#### REQUEST
Would you copy out the whole listing exactly as given?

>>>>>

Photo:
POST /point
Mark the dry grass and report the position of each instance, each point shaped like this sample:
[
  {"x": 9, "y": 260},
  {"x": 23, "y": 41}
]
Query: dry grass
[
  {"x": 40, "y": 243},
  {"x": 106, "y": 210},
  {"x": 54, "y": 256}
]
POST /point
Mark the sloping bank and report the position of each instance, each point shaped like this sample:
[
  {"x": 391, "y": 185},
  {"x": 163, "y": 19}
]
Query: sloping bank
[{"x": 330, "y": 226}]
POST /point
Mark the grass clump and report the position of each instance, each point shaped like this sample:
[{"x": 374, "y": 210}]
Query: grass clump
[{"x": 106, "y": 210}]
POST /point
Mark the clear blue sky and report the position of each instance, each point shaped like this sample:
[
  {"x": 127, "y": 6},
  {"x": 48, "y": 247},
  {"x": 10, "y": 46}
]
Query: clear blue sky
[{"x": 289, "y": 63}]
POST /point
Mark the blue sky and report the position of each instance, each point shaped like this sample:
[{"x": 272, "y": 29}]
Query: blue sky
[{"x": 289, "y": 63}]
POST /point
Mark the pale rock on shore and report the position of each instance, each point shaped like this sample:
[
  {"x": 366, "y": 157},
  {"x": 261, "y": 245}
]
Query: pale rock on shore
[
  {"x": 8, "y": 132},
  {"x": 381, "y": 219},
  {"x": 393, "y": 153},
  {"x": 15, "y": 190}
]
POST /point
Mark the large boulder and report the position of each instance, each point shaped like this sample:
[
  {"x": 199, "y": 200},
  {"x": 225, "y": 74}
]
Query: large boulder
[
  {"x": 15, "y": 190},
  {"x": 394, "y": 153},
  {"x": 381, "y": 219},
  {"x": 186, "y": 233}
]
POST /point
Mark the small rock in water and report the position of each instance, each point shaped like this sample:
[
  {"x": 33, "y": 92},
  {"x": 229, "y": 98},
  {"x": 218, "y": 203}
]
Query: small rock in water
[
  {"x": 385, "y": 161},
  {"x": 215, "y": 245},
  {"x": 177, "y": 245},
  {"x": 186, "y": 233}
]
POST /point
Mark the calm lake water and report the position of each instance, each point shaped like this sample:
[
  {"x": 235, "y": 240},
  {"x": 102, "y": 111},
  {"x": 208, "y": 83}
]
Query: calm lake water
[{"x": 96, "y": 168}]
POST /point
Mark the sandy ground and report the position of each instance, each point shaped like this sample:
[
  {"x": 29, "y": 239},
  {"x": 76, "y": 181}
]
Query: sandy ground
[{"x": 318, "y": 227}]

<<<<<

#### SOLUTION
Photo:
POST /point
Mark the dry grass and report the position of each instance, each point shaped like this sample:
[
  {"x": 9, "y": 260},
  {"x": 23, "y": 41}
]
Query: dry grass
[
  {"x": 40, "y": 243},
  {"x": 106, "y": 210},
  {"x": 54, "y": 256}
]
POST /point
Mark the sloping bank and report the position of each instance, each point shaped like this sample:
[
  {"x": 391, "y": 185},
  {"x": 163, "y": 19}
]
Query: sloping bank
[{"x": 330, "y": 226}]
POST /point
Mark the grass clump and report the position of each instance, each point shaped like this sample:
[{"x": 374, "y": 210}]
Query: grass clump
[{"x": 106, "y": 210}]
POST /point
Mark the clear blue sky and report the position of each instance, each point shaped like this sample:
[
  {"x": 127, "y": 6},
  {"x": 48, "y": 247},
  {"x": 10, "y": 46}
]
Query: clear blue sky
[{"x": 289, "y": 63}]
POST /point
Mark the blue sky and report the position of each instance, each point shaped like this sample:
[{"x": 272, "y": 29}]
Query: blue sky
[{"x": 289, "y": 63}]
POST /point
Mark the pale rock on shore and report the position of each instance, each point shaped like this sample:
[
  {"x": 366, "y": 157},
  {"x": 261, "y": 245}
]
Query: pale rock on shore
[
  {"x": 8, "y": 132},
  {"x": 381, "y": 219},
  {"x": 393, "y": 153},
  {"x": 15, "y": 190}
]
POST /point
Mark the large boulder and report the position of each instance, each point shaped like this sample:
[
  {"x": 199, "y": 200},
  {"x": 225, "y": 74}
]
Query: large boulder
[
  {"x": 15, "y": 190},
  {"x": 394, "y": 153},
  {"x": 381, "y": 219},
  {"x": 186, "y": 233}
]
POST /point
Mark the small rock in water and report the position of each instance, each point shaped like this sample:
[
  {"x": 33, "y": 92},
  {"x": 229, "y": 98},
  {"x": 218, "y": 203}
]
Query: small rock in water
[
  {"x": 385, "y": 161},
  {"x": 215, "y": 245},
  {"x": 177, "y": 245},
  {"x": 186, "y": 233}
]
POST /point
Mark the calm lake water and report the position of each instance, each point shaped like this sample:
[
  {"x": 235, "y": 240},
  {"x": 102, "y": 111},
  {"x": 208, "y": 83}
]
Query: calm lake water
[{"x": 96, "y": 168}]
POST /point
Mark the sandy ground and report the position of each instance, each point shaped like this sample:
[
  {"x": 29, "y": 239},
  {"x": 76, "y": 181}
]
Query: sandy ground
[{"x": 318, "y": 227}]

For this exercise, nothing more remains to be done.